## What is required
Return, without any alteration, the lines of the items below, starting at the line that contains "Please give the outline of every instance of the <item>woman's" and ending at the last line of the items, with both of those lines included.

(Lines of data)
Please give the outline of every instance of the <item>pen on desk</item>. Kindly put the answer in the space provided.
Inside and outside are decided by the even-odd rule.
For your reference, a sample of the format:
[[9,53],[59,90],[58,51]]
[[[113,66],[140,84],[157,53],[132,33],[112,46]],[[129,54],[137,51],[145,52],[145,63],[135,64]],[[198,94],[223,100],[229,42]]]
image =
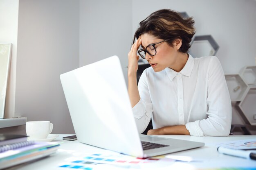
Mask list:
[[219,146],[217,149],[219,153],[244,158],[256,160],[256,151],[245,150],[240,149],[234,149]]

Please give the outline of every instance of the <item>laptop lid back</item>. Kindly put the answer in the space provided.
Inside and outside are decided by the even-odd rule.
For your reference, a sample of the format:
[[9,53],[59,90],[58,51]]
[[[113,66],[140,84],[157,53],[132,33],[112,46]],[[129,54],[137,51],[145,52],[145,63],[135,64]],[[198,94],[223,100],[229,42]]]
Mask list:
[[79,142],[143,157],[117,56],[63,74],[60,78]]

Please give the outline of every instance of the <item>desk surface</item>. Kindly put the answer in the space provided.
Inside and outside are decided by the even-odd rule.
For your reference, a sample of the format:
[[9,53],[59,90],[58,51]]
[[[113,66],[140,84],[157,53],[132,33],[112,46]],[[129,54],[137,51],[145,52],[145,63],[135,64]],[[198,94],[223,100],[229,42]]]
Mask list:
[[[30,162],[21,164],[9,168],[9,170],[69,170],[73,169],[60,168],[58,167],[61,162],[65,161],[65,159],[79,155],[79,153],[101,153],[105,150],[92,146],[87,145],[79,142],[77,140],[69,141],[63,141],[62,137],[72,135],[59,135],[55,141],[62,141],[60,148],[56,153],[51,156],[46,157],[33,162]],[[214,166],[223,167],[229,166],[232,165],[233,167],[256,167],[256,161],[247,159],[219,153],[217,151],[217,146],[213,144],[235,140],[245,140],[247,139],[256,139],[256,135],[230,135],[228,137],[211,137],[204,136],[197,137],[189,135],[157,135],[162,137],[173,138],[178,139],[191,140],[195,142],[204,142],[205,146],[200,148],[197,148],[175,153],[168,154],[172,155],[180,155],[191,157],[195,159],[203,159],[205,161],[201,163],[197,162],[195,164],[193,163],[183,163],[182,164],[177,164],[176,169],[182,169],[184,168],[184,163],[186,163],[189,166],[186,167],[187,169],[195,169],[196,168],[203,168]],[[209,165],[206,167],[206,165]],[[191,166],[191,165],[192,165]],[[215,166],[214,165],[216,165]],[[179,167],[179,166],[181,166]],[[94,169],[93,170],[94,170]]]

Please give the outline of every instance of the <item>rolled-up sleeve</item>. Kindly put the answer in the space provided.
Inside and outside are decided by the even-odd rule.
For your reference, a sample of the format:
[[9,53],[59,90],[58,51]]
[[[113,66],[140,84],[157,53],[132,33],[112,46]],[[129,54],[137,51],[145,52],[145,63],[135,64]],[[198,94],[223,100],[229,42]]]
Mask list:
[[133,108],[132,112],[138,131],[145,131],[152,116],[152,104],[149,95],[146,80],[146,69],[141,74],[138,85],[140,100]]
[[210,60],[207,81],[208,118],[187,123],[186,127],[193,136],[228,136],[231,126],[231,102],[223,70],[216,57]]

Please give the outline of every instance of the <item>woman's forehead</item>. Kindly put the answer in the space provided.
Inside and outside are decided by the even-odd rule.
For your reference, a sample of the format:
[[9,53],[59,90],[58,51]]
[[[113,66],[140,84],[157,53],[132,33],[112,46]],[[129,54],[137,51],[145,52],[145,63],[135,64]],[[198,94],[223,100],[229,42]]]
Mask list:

## Output of the exercise
Please give the outline of every instance of the <item>woman's forehead</item>. Kindly put the answer in the space provided.
Inside and outside are decided by the even-odd rule.
For your reference, a sample of the format:
[[9,53],[59,90],[58,51]]
[[[113,66],[140,84],[157,53],[132,33],[112,46]],[[129,54],[137,51],[145,52],[145,63],[135,64]],[[198,94],[223,100],[229,42]]]
Mask list:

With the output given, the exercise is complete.